◆ **EXERCISE MATERIAL**:
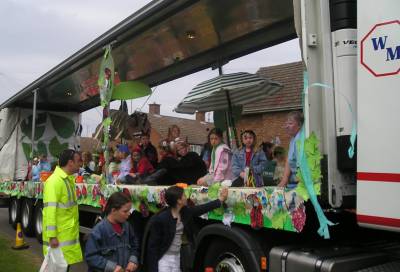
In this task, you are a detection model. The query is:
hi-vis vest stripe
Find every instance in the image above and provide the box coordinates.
[43,201,78,209]
[43,239,79,246]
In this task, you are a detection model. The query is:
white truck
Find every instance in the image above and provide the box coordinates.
[0,0,400,272]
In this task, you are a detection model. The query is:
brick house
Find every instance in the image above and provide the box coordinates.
[236,62,303,148]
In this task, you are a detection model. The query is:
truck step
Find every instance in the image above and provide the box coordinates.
[356,261,400,272]
[269,246,390,272]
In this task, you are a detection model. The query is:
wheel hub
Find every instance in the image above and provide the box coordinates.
[22,203,30,228]
[11,200,17,222]
[215,254,246,272]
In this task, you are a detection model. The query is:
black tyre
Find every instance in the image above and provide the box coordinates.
[201,239,250,272]
[21,199,34,237]
[8,197,21,229]
[33,201,43,243]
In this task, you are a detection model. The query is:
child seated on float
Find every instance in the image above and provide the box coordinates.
[197,128,232,186]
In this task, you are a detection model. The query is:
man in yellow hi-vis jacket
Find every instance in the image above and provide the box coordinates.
[43,149,82,265]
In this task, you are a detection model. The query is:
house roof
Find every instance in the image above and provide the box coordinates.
[243,61,303,114]
[148,113,214,145]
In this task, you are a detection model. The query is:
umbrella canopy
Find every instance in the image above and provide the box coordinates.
[175,72,283,114]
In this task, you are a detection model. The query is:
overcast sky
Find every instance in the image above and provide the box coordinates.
[0,0,300,135]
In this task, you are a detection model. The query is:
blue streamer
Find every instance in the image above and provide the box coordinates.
[304,83,357,159]
[297,71,335,239]
[298,126,335,239]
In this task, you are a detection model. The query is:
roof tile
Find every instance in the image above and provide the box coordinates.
[243,61,303,114]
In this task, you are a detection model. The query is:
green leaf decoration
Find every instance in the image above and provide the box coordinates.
[111,81,151,100]
[233,202,246,216]
[140,188,149,203]
[20,113,47,141]
[36,141,47,156]
[49,136,68,158]
[283,214,295,231]
[208,182,221,200]
[22,143,32,161]
[296,132,322,201]
[49,114,75,139]
[263,215,272,228]
[271,212,287,229]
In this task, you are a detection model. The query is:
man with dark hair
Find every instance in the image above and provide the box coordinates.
[43,149,82,265]
[278,111,304,189]
[146,186,228,272]
[139,134,158,169]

◆ **SHORT EXERCISE**: Render the listing above as a Markdown table with two columns, Row and Line, giving each non-blank line its own numbered row and leaving out the pictures.

◆ **RESULT FOR THIS TASK**:
| Row | Line |
|---|---|
| 1 | In this task, you are a detection model. The query is: |
| 2 | hi-vis vest stripe |
| 3 | Find every instance in the image above and provide the box coordinates. |
| 4 | [43,201,78,209] |
| 5 | [43,239,79,246] |
| 6 | In this task, you are a detection model. The query is: |
| 7 | white truck |
| 8 | Find every instance in the image above and provide the box coordinates. |
| 9 | [0,0,400,272] |
| 10 | In this task, you are a detection model. The query is: |
| 11 | brick house |
| 12 | Find every instance in the image above and provide the box coordinates. |
| 13 | [236,62,303,148] |
| 14 | In this task, you are a detection model. The query is: |
| 15 | truck step |
| 16 | Find every instance in the image above and provide the box coordinates. |
| 17 | [356,261,400,272] |
| 18 | [269,246,390,272] |
| 19 | In this task, you are a detection model. The query is: |
| 20 | wheel hub |
| 21 | Find every instance in the image above and provide the box coordinates. |
| 22 | [22,203,30,228] |
| 23 | [11,200,17,222] |
| 24 | [215,254,246,272] |
| 25 | In this task, you are a detection model. The query is: |
| 26 | black tyre |
| 27 | Find every instance in the image above and provide the box coordinates. |
| 28 | [201,239,250,272] |
| 29 | [21,199,34,237] |
| 30 | [8,197,21,229] |
| 31 | [33,201,43,243] |
| 32 | In this task, you are a detection model. The query is: |
| 33 | child seated on float |
| 34 | Find every instance in the image above and provide the box coordinates. |
| 35 | [197,128,232,186] |
| 36 | In this task, you are a detection model. The query is: |
| 37 | man in yellow hi-vis jacket |
| 38 | Find every instance in the image above and provide the box coordinates. |
| 39 | [43,149,82,265] |
| 40 | In this task, you are a detection model. The query is: |
| 41 | house roof |
| 42 | Find every instance in the image above and provide the box coordinates. |
| 43 | [243,61,303,114] |
| 44 | [148,113,214,145] |
| 45 | In this task, you are a detection model. The query is: |
| 46 | umbrella canopy |
| 47 | Find every instance in the image above and provide the box coordinates. |
| 48 | [175,72,283,114] |
| 49 | In this task, you are a detection model. The query is: |
| 50 | overcast sky |
| 51 | Find every instance in the image above and provide the box coordinates. |
| 52 | [0,0,300,135] |
| 53 | In this task, you are a detection model. The query is: |
| 54 | blue streamer |
| 55 | Find every instance in the image above and provide the box coordinates. |
| 56 | [304,83,357,159] |
| 57 | [297,71,335,239] |
| 58 | [298,126,335,239] |
| 59 | In this task, you are a detection model. The query is: |
| 60 | roof tile |
| 61 | Find every instance in the image above and provide the box coordinates. |
| 62 | [243,61,303,114] |
| 63 | In this task, you are a detection model. The query is: |
| 64 | green leaf decoration |
| 65 | Find every instance in the image above and provide the box coordinates. |
| 66 | [111,81,151,100] |
| 67 | [233,202,246,216] |
| 68 | [140,188,149,203] |
| 69 | [20,113,47,141] |
| 70 | [36,141,47,156] |
| 71 | [49,136,68,158] |
| 72 | [283,214,295,231] |
| 73 | [208,182,221,200] |
| 74 | [22,143,32,161] |
| 75 | [296,132,322,201] |
| 76 | [49,114,75,139] |
| 77 | [263,215,272,228] |
| 78 | [271,212,287,229] |
| 79 | In this task, you are a detection model. The query is: |
| 80 | man with dark hair |
| 81 | Find every instance in the image above and provide the box coordinates. |
| 82 | [43,149,82,265] |
| 83 | [278,111,304,189] |
| 84 | [146,186,228,272] |
| 85 | [139,134,158,169] |